Set exercise
In full and without alteration, repeat the material.

Data rows
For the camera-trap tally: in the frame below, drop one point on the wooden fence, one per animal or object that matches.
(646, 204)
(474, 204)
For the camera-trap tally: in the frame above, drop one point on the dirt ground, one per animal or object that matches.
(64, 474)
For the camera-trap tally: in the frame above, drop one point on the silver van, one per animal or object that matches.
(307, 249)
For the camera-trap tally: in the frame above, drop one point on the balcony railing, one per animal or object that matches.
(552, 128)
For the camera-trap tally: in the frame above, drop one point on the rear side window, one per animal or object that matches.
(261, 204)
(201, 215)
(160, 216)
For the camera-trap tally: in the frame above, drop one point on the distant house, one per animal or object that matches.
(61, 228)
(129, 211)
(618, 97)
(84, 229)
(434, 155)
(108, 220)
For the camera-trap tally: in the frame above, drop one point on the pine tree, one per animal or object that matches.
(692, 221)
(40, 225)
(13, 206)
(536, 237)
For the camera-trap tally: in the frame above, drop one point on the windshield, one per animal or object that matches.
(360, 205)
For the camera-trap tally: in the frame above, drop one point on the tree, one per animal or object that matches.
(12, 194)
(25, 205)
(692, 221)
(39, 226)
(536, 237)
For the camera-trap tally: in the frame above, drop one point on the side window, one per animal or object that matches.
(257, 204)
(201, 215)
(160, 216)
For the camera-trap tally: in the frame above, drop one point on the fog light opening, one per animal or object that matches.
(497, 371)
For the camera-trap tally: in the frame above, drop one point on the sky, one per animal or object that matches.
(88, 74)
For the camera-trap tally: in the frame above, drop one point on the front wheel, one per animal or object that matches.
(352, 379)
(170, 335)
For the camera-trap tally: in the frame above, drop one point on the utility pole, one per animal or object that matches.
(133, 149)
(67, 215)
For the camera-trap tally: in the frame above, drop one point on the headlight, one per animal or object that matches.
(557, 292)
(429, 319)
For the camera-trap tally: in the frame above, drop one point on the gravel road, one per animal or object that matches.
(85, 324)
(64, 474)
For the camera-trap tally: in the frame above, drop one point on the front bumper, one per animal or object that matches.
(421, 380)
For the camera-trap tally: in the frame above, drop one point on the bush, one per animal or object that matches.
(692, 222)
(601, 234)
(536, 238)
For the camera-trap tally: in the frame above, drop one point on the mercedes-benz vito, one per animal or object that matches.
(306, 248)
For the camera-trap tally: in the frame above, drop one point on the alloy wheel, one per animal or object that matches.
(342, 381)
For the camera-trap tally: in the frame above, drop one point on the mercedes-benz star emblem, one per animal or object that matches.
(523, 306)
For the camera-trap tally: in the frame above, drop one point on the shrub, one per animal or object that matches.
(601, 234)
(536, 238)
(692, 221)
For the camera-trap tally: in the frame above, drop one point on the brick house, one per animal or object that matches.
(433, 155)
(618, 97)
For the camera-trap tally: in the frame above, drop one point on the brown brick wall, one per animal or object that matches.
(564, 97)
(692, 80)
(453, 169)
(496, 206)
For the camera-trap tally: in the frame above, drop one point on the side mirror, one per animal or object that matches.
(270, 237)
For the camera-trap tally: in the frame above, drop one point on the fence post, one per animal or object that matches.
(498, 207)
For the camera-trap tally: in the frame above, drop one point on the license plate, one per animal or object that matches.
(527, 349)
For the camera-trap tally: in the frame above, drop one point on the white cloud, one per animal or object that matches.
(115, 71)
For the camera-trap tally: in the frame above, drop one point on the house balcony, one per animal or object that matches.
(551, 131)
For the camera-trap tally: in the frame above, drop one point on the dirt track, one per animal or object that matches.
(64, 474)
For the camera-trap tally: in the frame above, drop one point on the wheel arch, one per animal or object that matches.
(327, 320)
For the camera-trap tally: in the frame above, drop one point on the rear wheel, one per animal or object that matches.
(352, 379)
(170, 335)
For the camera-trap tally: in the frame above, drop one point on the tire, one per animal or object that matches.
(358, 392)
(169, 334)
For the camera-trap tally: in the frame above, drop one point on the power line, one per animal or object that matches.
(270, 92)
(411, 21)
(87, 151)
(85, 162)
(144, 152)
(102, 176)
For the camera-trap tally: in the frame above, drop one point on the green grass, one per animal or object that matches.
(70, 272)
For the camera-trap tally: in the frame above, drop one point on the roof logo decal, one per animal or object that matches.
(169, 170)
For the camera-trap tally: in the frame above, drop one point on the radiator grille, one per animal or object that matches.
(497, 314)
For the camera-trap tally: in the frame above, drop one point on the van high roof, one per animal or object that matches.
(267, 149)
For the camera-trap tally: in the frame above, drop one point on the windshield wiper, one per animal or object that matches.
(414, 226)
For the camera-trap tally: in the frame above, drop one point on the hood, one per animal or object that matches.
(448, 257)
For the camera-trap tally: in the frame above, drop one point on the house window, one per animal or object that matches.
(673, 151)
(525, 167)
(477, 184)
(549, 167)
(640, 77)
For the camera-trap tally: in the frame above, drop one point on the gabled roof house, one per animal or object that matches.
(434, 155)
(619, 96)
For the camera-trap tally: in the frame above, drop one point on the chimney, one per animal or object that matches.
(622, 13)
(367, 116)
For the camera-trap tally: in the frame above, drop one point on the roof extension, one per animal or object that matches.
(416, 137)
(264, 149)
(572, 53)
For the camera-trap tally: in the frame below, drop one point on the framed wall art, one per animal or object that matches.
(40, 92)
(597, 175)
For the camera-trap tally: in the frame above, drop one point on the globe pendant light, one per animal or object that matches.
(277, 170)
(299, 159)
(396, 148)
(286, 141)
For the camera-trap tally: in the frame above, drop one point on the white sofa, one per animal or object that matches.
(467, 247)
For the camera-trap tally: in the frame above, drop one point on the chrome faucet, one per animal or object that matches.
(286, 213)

Answer in full
For the camera-trap tally: in the frame below, drop one point on the wooden fence, one per animal or object that matches.
(646, 204)
(474, 204)
For the camera-trap tally: in the frame above, drop one point on the dirt ground, one per animal or object that matches.
(64, 474)
For the camera-trap tally: in the frame above, drop one point on the silver van, one per animal or object that matches.
(307, 249)
For the camera-trap tally: in the frame above, drop one point on the balcony railing, one per animal or object that matches.
(552, 128)
For the camera-trap tally: in the frame above, drop one point on the rear side window, one per animal or object that matches.
(261, 204)
(201, 215)
(160, 216)
For the camera-trap tally: in the frame above, drop one point on the distant house, one per animal or object that matches.
(61, 228)
(129, 211)
(618, 97)
(84, 229)
(434, 155)
(108, 220)
For the camera-trap tally: in the frame above, drop one point on the pine tree, one per animal or object that matches.
(692, 221)
(40, 225)
(13, 206)
(536, 237)
For the camera-trap tally: in the frame above, drop one point on the windshield, one per animal or object that matches.
(360, 205)
For the camera-trap tally: in the frame above, drop one point on the tree, one per animal or object that matches.
(12, 194)
(25, 205)
(692, 221)
(39, 226)
(536, 237)
For the camera-trap tally: in the frame above, drop one point on the side window, one per animal or object that matches.
(257, 204)
(201, 215)
(160, 216)
For the camera-trap tally: in the frame above, drop one point on the fog light opening, one per animal or object that matches.
(497, 371)
For the camera-trap tally: in the frame above, drop one point on the sky, one per animal or object that matches.
(88, 74)
For the camera-trap tally: in the frame above, drop one point on the front wheel, one per animal or object that matches.
(352, 379)
(170, 335)
For the camera-trap tally: in the frame above, drop one point on the utility pole, one per animal or object that matches.
(133, 149)
(67, 215)
For the camera-trap tally: in the frame above, drop one point on the headlight, one per animal or object that matches.
(557, 292)
(429, 319)
For the camera-trap tally: in the frame above, drop one point on the gravel road, one per animal or object that matches.
(85, 324)
(64, 474)
For the camera-trap tally: in the frame above, drop one point on the front bumper, one per animal or object that matches.
(421, 380)
For the camera-trap tally: in the frame above, drop one point on the bush, one per animal or object that matches.
(692, 222)
(601, 234)
(536, 238)
For the camera-trap tally: in the frame above, drop one point on the mercedes-benz vito, one per animal or object that matches.
(306, 248)
For the camera-trap tally: in the frame above, drop one point on the alloy wheel, one per animal or object that matches.
(342, 381)
For the camera-trap tally: in the frame above, drop one point on the mercedes-benz star emblem, one per animal or object that matches.
(523, 306)
For the camera-trap tally: in the frame above, drop one point on the shrub, one per animal or object that matches.
(601, 234)
(536, 238)
(692, 221)
For the camera-trap tally: in the frame above, drop one point on the brick house, one per animal or object that matches.
(433, 155)
(618, 97)
For the camera-trap tally: in the frame above, drop one point on the brown brick wall, one per animal or object that matches.
(564, 97)
(692, 80)
(453, 169)
(496, 206)
For the camera-trap tally: in the frame above, drop one point on the side mirror, one per animal or object that matches.
(270, 237)
For the camera-trap tally: in the frame above, drop one point on the fence post, one per animal or object that matches.
(498, 207)
For the camera-trap tally: in the frame above, drop one point on the license plate, one per animal or object that matches.
(527, 349)
For the camera-trap tally: in the frame above, drop one point on the white cloud, one per animal or object that matches.
(115, 71)
For the camera-trap tally: in the frame above, drop one point on the house balcony, one per animal or object that matches.
(551, 131)
For the camera-trap tally: in the frame above, drop one point on the dirt track, one per animal or object that matches.
(64, 474)
For the camera-trap tally: in the frame above, drop one point on the wheel arch, one per animal or object that matches.
(327, 320)
For the camera-trap tally: in the frame above, drop one point on the rear wheel, one per animal or object that matches.
(352, 379)
(170, 335)
For the camera-trap tally: in the frame above, drop one point on the tire, one per animal or object that matches.
(358, 392)
(169, 334)
For the camera-trap tally: in the frame above, drop one point on the power line, one per animal or object that matches.
(270, 92)
(411, 21)
(87, 151)
(85, 162)
(144, 152)
(102, 176)
For the camera-trap tally: in the frame above, drop one point on the green grass, one per animal or object that matches.
(70, 272)
For the camera-trap tally: in the frame above, drop one point on the roof logo decal, one per animal or object that matches.
(169, 170)
For the camera-trap tally: in the frame above, drop one point on the radiator grille, one per animal or object that matches.
(497, 314)
For the camera-trap tally: in the frame above, drop one point on the van high roof, one per animal or object that matches.
(267, 149)
For the camera-trap tally: in the frame above, drop one point on the windshield wiper, one per animal or object that matches.
(414, 226)
For the camera-trap tally: in the frame above, drop one point on the hood, one per animal or object that matches.
(448, 257)
For the camera-trap tally: in the frame above, drop one point on the house window, one per animal or object that matches.
(673, 151)
(525, 167)
(477, 184)
(549, 167)
(640, 77)
For the camera-trap tally: in the frame above, drop one point on the gabled roof house, one per animal or object that matches.
(434, 155)
(619, 96)
For the camera-trap tally: in the frame above, drop one point on the chimney, one per animal or object that matches.
(622, 13)
(367, 116)
For the camera-trap tally: in the frame above, drop one point on the roof extension, one per animal or object that matches.
(416, 137)
(264, 149)
(572, 53)
For the camera-trap tally: in the frame below, drop one point on the framed wall art, one per animal or object that matches.
(40, 92)
(597, 175)
For the camera-trap tally: in the frame above, drop one point on the globe pendant light, one per animal or object that matches.
(277, 170)
(299, 159)
(396, 148)
(286, 141)
For the camera-trap tally: in the frame above, drop one point on the white sofa, one per animal or object that matches.
(467, 247)
For the camera-trap tally: in the frame above, drop one point on the chrome faucet, one per animal or object that matches.
(286, 213)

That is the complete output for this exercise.